-- Records shown follows --

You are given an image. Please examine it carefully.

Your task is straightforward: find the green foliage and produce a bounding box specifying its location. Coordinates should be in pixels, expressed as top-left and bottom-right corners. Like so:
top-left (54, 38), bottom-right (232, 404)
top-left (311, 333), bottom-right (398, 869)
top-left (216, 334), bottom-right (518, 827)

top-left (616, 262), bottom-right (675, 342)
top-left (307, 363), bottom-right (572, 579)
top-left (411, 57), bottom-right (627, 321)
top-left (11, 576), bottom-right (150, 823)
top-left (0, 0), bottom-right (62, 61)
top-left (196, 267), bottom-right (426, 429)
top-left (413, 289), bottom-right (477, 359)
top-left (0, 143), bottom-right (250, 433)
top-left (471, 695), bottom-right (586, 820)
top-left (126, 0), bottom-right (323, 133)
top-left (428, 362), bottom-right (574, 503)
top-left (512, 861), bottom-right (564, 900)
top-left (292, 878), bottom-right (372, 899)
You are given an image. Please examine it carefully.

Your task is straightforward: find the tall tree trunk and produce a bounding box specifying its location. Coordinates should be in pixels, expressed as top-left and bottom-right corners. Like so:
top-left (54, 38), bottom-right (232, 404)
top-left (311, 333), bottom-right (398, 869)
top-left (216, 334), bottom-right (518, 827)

-- Records shown concluded --
-- Records shown follows --

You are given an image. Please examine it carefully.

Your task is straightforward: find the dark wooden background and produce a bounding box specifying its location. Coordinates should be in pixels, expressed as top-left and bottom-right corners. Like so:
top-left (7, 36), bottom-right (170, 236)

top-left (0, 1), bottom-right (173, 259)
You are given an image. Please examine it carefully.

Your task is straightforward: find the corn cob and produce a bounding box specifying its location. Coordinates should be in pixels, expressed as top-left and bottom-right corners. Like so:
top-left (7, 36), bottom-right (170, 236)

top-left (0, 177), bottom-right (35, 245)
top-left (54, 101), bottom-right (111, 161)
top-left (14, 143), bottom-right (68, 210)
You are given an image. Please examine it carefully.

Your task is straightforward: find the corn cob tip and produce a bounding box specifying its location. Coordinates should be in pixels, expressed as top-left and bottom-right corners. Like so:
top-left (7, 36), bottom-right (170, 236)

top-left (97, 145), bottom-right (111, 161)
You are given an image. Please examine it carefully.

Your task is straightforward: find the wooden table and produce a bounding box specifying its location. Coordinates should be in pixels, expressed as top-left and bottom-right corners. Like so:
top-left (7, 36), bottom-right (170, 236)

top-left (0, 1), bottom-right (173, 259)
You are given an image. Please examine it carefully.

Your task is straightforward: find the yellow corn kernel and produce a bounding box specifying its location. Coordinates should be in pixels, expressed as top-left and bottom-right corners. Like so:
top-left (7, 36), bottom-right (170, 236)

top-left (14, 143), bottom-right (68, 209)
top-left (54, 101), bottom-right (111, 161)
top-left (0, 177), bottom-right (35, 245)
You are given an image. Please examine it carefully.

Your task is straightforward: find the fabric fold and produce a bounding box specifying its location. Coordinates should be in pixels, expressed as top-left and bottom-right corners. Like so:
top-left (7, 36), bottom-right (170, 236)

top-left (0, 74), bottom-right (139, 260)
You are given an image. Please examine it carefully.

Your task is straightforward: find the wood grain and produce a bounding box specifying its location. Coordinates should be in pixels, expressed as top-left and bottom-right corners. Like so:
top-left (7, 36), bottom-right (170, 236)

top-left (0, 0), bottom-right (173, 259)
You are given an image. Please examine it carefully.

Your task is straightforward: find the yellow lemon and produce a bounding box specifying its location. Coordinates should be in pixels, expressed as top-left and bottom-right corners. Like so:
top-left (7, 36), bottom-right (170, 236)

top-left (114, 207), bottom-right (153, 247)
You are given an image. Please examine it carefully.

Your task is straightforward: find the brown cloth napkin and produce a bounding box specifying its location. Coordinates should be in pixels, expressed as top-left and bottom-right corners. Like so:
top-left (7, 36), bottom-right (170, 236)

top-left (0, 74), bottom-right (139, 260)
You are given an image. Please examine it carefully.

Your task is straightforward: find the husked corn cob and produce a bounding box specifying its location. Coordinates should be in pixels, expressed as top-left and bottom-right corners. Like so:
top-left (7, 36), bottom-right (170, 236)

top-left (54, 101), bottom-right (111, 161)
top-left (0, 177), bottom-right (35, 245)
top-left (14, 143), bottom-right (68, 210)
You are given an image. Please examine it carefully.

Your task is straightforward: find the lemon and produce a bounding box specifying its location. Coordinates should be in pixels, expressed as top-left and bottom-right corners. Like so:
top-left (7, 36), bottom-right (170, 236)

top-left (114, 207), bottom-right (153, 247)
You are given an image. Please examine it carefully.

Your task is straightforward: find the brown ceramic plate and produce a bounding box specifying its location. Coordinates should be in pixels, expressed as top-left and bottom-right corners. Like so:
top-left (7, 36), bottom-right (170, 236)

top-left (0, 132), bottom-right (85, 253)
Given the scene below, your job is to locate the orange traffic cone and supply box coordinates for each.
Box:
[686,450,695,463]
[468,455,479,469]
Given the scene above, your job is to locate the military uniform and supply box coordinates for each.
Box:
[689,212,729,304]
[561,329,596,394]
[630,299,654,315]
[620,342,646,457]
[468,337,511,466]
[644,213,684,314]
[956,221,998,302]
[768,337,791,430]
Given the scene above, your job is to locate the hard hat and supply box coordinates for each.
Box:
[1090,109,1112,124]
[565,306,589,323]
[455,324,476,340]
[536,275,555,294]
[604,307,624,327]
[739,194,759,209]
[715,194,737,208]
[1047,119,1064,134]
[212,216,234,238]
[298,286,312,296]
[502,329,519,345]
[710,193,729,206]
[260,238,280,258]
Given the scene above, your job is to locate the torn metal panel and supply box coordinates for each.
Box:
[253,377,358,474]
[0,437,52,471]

-- Records shown concluded --

» **What needs to be done**
Your answer must consist solely of the lines above between the line holding "Given the scene above, your job is to locate the military" and the line holding "Given the scene above, your job is to locate the hard", inclusive, copied exactly.

» **Final answer**
Given the scene above, your job is to locate the military uniform and supply box coordinates for each.
Box:
[689,212,729,304]
[561,329,596,394]
[630,299,654,315]
[620,342,646,457]
[468,337,511,466]
[644,213,684,314]
[956,221,998,302]
[768,337,791,430]
Given the scene above, your job is to locate the hard hat and supply box coordinates for each.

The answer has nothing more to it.